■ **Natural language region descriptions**
• • • •
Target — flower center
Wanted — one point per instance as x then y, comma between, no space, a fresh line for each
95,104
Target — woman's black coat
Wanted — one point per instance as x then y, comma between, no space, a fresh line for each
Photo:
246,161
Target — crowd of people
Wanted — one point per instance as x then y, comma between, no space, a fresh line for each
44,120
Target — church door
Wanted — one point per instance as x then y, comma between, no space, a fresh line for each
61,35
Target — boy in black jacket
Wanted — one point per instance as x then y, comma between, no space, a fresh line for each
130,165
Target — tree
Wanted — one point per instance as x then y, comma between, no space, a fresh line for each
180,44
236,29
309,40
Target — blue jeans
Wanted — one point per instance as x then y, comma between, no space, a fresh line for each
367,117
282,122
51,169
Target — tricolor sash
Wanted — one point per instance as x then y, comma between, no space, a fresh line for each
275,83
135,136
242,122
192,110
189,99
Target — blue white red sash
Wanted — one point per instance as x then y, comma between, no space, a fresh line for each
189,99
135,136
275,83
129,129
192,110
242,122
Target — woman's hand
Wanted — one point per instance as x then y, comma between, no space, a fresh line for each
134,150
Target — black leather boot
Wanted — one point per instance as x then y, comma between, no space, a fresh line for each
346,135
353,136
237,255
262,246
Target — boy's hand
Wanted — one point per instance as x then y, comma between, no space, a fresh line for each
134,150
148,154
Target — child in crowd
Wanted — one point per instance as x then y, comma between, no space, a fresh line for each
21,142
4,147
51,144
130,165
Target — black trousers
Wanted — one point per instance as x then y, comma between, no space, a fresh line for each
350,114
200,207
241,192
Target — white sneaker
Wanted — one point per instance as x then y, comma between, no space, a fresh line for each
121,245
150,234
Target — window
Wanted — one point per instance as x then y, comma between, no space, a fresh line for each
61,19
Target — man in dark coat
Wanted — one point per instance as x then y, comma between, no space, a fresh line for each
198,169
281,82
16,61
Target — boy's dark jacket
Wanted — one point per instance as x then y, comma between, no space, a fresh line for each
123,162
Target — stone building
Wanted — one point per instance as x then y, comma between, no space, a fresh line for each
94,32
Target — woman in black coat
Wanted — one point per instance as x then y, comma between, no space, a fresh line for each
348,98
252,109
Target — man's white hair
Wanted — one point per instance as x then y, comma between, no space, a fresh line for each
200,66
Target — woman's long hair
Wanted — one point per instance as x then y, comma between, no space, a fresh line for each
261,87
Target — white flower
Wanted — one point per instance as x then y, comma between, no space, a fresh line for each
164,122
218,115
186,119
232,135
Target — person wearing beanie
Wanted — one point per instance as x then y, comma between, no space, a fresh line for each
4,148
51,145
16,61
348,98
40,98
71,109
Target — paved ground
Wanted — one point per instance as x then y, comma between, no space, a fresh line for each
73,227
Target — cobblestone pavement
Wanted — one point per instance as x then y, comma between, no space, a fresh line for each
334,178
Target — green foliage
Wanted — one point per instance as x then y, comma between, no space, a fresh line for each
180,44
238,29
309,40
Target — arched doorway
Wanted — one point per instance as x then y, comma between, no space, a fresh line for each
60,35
• • • •
■ **What is expected**
The entries above need to be transcribed with no differences at all.

■ **Reply to the exercise**
Target — flower center
Wanted — one point per instance as x then y, comma between, no space, a fresh line for each
95,104
Target — woman's black coat
Wanted — one point per instance as x then y, comma between, no space, a fresh line for each
Photo:
246,161
Target — crowd of people
Wanted — one point per instance as x then y, comma between, no space, a fresh line for each
44,120
Target — church door
Wanted — one point per instance as x then y, comma between, no space, a fresh line for each
61,35
Target — boy in black jacket
Wanted — one point per instance as x then y, comma between, no space, a fresh line for each
130,165
Target — tree
Wanted — one point per instance as x then y, comma between, no space, a fresh line for each
180,44
236,29
309,40
Target — blue jeans
Wanted — one point per instance as x then y, comma between, no space, a fresh line for each
367,117
282,122
51,169
Target — tricolor sash
Wanted — one point per instance as x then y, comma between, no space, a fresh line for each
275,83
135,136
242,122
192,110
189,99
Target — blue white red sash
Wanted — one point per instance as x then y, comma between, no space, a fresh line for each
189,99
135,136
275,83
129,129
192,110
242,122
Target — woman's hand
Wanted — one point per instance as x then y, comma between, no space, a fresh line for each
134,150
Target — black leather boot
Wanted — one point per instance as x then y, comma between, no space, a fresh line for each
346,135
353,136
237,255
262,246
Target — boy's hand
Wanted — one point per instance as x then y, comma between, no space, a fresh line for each
134,150
148,154
Target — child in crowd
Wanted — one point per instance as x then y, comma between, no space, a fresh line for each
21,142
4,147
51,144
130,165
Target — black trousers
Wanted — one point per instance as x then y, comma between, no space, a fresh line for each
350,114
200,207
241,192
Target — white sneaker
Wanted — one point per instance as x then y, comma between, no space, a fresh line for each
121,245
150,234
Target — window
Wanted — one point per instance as x then y, comma between, no space, a fresh line for each
61,19
Target — man in dark coat
Wanted — one point per instance as x then y, comma between, no space, a fresh line for each
198,169
281,82
16,61
Target — boy's dark jacket
Wanted — one point per instance as x then y, comma between, no space, a fresh line for each
123,162
Target — stone building
Wanted — one point per instance as x then y, comma between, no space, a fresh line for each
94,32
Target — woman in black coat
Wanted — one point per instance as x then y, comma between, no space, a fresh line for each
348,98
252,109
Target — man's white hair
Wanted — one point per instance as x then y, comma between, no space, a fresh line for each
200,66
Target — woman's long hair
Wanted — one point per instance as x then y, comma between, no space, a fresh line for each
261,87
Target — white flower
Wanted — one point per instance as x then y, comma between, no space, a fresh line for each
164,122
218,115
186,119
232,135
Target — person wearing beanie
Wanted — one point per instance as x then y, comma between, no space, a fresh line for each
4,148
51,145
16,61
348,98
40,98
71,109
Target — paved ground
Wanted — one point per instance as x then y, comma between, no space, a fresh line for each
73,227
Target — cobblestone pavement
Wanted — one point per instance as x then y, comma between, no space, a fresh line for each
334,178
Target — green foliage
Wanted — one point per instance as x then y, comma between, no space, a fresh line for each
180,44
238,29
309,40
Target — arched doorway
Wanted — one point per instance as x then y, comma between, no space, a fresh line for each
60,35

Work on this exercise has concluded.